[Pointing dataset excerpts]
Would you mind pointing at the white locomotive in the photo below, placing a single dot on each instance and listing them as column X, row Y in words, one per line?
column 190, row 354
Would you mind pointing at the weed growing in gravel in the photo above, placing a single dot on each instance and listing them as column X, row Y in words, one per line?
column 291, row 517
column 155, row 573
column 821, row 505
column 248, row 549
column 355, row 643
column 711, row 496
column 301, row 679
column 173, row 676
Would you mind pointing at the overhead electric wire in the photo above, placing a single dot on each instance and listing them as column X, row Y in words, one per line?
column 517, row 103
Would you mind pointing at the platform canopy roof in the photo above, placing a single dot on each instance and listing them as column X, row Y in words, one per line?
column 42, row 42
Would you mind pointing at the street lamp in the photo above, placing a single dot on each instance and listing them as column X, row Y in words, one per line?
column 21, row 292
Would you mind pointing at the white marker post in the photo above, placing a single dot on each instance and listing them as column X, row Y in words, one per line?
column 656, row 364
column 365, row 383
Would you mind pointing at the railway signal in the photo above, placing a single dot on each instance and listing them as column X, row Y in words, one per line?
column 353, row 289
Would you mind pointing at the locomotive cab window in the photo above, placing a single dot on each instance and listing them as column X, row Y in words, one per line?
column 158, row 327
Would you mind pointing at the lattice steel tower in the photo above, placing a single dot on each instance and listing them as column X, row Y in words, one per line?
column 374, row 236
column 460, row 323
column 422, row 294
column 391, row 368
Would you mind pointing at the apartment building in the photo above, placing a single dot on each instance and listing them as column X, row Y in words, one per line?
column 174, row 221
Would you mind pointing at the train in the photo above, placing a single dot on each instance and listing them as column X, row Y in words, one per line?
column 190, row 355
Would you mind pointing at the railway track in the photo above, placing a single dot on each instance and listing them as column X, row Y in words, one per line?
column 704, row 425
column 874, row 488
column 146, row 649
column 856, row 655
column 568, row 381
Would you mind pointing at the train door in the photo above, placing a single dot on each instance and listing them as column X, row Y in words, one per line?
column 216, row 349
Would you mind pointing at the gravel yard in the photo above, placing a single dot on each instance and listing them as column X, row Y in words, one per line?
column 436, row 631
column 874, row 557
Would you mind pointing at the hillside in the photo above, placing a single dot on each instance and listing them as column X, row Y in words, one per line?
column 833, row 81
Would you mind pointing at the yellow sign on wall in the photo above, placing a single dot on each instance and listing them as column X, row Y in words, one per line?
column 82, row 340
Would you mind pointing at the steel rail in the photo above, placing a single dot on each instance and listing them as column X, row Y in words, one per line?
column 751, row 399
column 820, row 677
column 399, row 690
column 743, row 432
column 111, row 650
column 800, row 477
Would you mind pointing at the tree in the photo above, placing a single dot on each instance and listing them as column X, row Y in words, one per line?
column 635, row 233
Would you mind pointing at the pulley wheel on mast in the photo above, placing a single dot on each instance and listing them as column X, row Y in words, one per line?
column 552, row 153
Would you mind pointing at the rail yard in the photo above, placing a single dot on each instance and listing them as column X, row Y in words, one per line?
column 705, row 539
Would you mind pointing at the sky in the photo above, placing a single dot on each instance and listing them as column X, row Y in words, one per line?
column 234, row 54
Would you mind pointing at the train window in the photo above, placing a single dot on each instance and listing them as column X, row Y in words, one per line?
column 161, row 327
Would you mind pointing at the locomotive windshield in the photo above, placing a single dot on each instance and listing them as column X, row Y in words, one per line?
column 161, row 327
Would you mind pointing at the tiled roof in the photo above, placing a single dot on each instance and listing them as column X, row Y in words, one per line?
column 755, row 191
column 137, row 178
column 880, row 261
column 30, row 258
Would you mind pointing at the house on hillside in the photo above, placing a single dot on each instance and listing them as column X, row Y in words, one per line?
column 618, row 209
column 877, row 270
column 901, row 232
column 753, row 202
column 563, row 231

● Exercise:
Quote the lines of the listing above that run from the line with "Would you mind pointing at the locomotive windshield" through its last line, both included, and nothing else.

● Final result:
Would you mind pointing at the locomotive windshield in the photo above, placing a single dot on each instance and listing them as column X, row Y in words, one per line?
column 161, row 327
Would you mind pointing at the tiled roof in the photo above, placing a single dot on each instance and listing them as column X, row Y in words, one per line?
column 755, row 191
column 137, row 178
column 880, row 261
column 30, row 258
Would you mind pointing at the house on hillside in the photo above, placing a single dot on each instance and listing them as column X, row Y in words, one per line?
column 618, row 209
column 877, row 270
column 901, row 232
column 753, row 202
column 563, row 231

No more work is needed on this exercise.